===== Document segment =====

Performance


Version 3.3.0 for version 1.8 of the CF conventions.

Lazy operations

Many data operations of field and metadata constructs are lazy i.e. the operation is actually performed until the result is needed, or the underlying data are shared with a copy-on-write technique, or lazy loading delays reading data from disk until it is needed. These are:

  • Reading datasets from disk

  • Subspacing (in index and metadata space)

  • Axis manipulations (such as rearranging the axis order of the data)

  • Copying

  • Field construct aggregation (and data concatenation in general)

  • Changing the units

Operations that involve changing the data values (apart from changing the units) are not lazy; such arithmetic, trigonometrical, rounding, collapse, etc. functions.

All of these lazy techniques make use of LAMA (Large Amounts of Massive Arrays) functionality.


Large Amounts of Massive Arrays (LAMA)

Data are stored and manipulated in a very memory efficient manner such that large numbers of constructs may co-exist and be manipulated regardless of the size of their data arrays. The limiting factor on array size is not the amount of available physical memory, but the amount of disk space available, which is generally far greater.

=====

Given request 1
Answer these questions from the performance page:
(a) Which version of the CF conventions is version 3.3.0 for?
(b) What does LAMA stand for?
(c) What limits array size?
Given request 2
In the performance page, copy out word for word the stretch from "Performance" through "of the data)".

===== Stored data =====

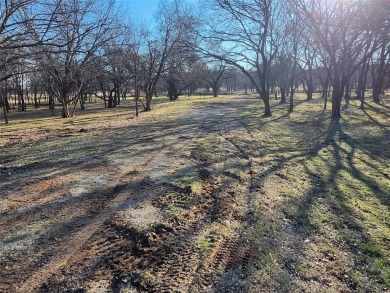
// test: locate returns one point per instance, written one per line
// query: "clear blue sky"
(143, 9)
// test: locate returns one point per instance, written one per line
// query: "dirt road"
(152, 206)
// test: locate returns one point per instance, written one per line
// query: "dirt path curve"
(162, 209)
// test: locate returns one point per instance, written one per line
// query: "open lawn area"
(199, 195)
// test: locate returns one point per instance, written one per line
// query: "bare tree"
(174, 30)
(244, 34)
(83, 27)
(340, 29)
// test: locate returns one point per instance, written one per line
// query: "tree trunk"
(267, 108)
(148, 106)
(337, 95)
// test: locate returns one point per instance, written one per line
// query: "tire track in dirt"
(230, 252)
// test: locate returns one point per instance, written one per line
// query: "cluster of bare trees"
(332, 45)
(71, 50)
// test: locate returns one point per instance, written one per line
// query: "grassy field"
(312, 194)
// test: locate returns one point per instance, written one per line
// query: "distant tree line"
(72, 51)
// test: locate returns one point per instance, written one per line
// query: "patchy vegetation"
(197, 197)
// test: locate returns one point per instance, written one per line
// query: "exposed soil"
(203, 195)
(121, 217)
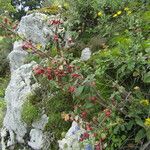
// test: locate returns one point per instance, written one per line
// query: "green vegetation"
(110, 92)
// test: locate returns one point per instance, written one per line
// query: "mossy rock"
(30, 113)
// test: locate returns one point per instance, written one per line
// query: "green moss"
(30, 113)
(2, 111)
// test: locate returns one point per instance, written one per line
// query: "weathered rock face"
(86, 54)
(33, 27)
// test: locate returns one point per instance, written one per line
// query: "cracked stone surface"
(33, 28)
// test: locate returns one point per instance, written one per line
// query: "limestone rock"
(71, 140)
(33, 27)
(86, 54)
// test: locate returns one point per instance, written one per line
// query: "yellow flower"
(147, 122)
(144, 102)
(115, 15)
(99, 14)
(126, 8)
(119, 12)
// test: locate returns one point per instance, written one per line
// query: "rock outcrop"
(33, 27)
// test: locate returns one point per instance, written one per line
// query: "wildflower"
(119, 12)
(38, 46)
(85, 135)
(70, 40)
(136, 88)
(147, 122)
(38, 70)
(107, 112)
(5, 20)
(115, 15)
(144, 102)
(65, 116)
(84, 114)
(75, 75)
(99, 14)
(55, 22)
(55, 37)
(71, 89)
(129, 12)
(126, 9)
(88, 127)
(66, 5)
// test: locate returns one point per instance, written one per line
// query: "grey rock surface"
(33, 27)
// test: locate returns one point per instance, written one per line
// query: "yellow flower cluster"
(144, 102)
(147, 122)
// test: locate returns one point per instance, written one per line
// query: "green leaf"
(89, 105)
(146, 77)
(139, 135)
(79, 90)
(148, 133)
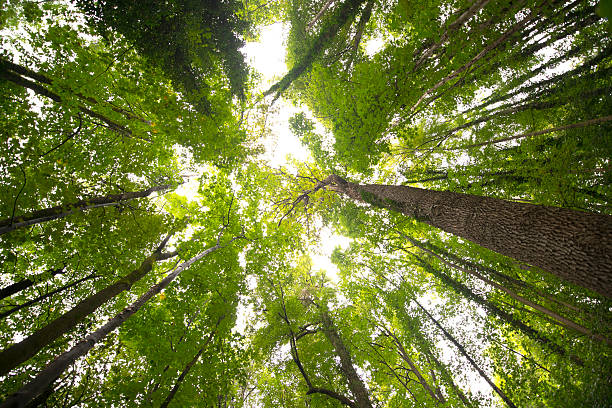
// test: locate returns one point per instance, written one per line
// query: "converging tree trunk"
(356, 385)
(23, 284)
(61, 211)
(188, 367)
(28, 347)
(574, 245)
(473, 363)
(45, 296)
(49, 374)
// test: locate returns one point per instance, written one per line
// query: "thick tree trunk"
(28, 347)
(566, 322)
(17, 287)
(61, 363)
(462, 350)
(61, 211)
(356, 386)
(574, 245)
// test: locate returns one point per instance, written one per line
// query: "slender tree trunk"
(450, 380)
(61, 211)
(514, 28)
(585, 123)
(402, 353)
(346, 12)
(455, 25)
(462, 350)
(356, 386)
(61, 363)
(26, 283)
(186, 370)
(41, 90)
(500, 313)
(319, 15)
(45, 296)
(28, 347)
(42, 78)
(574, 245)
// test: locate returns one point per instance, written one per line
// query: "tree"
(473, 141)
(576, 244)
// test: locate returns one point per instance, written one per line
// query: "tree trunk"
(356, 386)
(187, 368)
(467, 356)
(574, 245)
(319, 15)
(346, 12)
(501, 314)
(23, 284)
(61, 211)
(565, 322)
(28, 347)
(61, 363)
(45, 296)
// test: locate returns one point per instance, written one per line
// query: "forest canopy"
(457, 187)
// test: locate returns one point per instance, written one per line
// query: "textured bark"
(61, 363)
(356, 386)
(61, 211)
(17, 287)
(574, 245)
(473, 363)
(566, 322)
(28, 347)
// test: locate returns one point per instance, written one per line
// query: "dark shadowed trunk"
(60, 211)
(28, 347)
(17, 287)
(61, 363)
(187, 368)
(46, 295)
(574, 245)
(467, 356)
(356, 385)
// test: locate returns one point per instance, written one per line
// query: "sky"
(268, 58)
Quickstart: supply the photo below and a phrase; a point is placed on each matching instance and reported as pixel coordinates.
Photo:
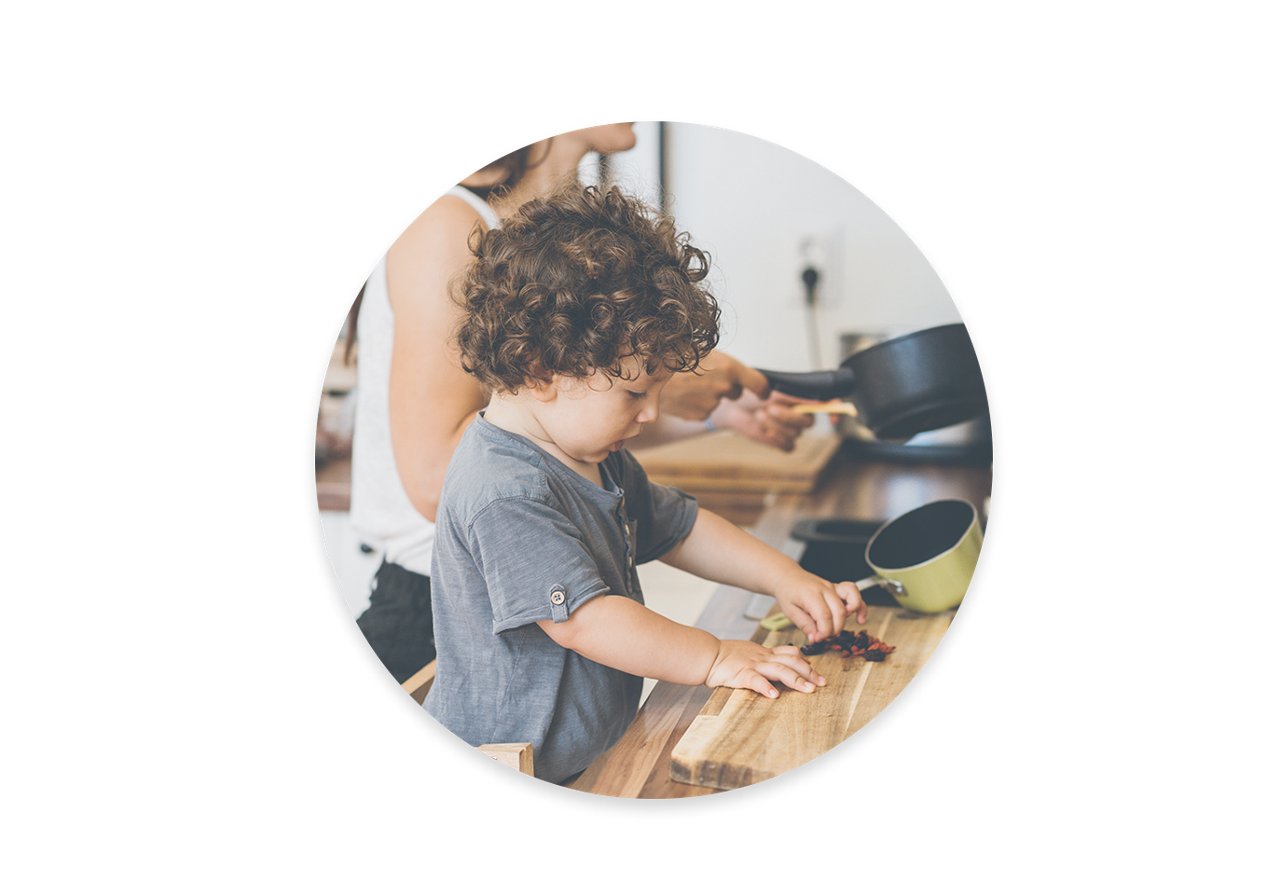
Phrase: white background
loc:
(193, 193)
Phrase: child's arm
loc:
(622, 634)
(722, 552)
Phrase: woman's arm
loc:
(432, 400)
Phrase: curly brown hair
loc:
(575, 283)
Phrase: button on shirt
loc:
(521, 538)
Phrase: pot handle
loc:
(891, 585)
(818, 385)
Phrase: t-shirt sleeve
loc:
(534, 561)
(663, 515)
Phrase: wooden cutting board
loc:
(731, 462)
(740, 737)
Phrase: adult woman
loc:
(415, 401)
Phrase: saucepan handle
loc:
(891, 585)
(818, 385)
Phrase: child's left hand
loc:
(817, 606)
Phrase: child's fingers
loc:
(804, 621)
(754, 681)
(817, 607)
(837, 611)
(853, 598)
(799, 664)
(787, 676)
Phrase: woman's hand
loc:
(695, 394)
(771, 421)
(817, 606)
(755, 667)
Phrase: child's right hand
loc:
(748, 664)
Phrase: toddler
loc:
(576, 312)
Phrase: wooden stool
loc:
(519, 757)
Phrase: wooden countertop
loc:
(639, 764)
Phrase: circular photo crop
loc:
(653, 460)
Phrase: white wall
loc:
(752, 204)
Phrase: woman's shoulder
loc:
(449, 218)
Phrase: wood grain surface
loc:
(639, 766)
(731, 462)
(740, 737)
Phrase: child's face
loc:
(588, 419)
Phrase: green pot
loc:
(926, 557)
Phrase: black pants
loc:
(398, 621)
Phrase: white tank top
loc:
(382, 512)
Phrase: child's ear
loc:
(543, 391)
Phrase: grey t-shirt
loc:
(522, 538)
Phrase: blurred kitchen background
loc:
(766, 215)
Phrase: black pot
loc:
(914, 383)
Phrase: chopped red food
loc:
(848, 644)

=====

Task result 1
(a) Version 1.8.
(b) Large Amounts of Massive Arrays.
(c) The amount of disk space available, not the amount of available physical memory.

Task result 2
Performance


Version 3.3.0 for version 1.8 of the CF conventions.

Lazy operations

Many data operations of field and metadata constructs are lazy i.e. the operation is actually performed until the result is needed, or the underlying data are shared with a copy-on-write technique, or lazy loading delays reading data from disk until it is needed. These are:

  • Reading datasets from disk

  • Subspacing (in index and metadata space)

  • Axis manipulations (such as rearranging the axis order of the data)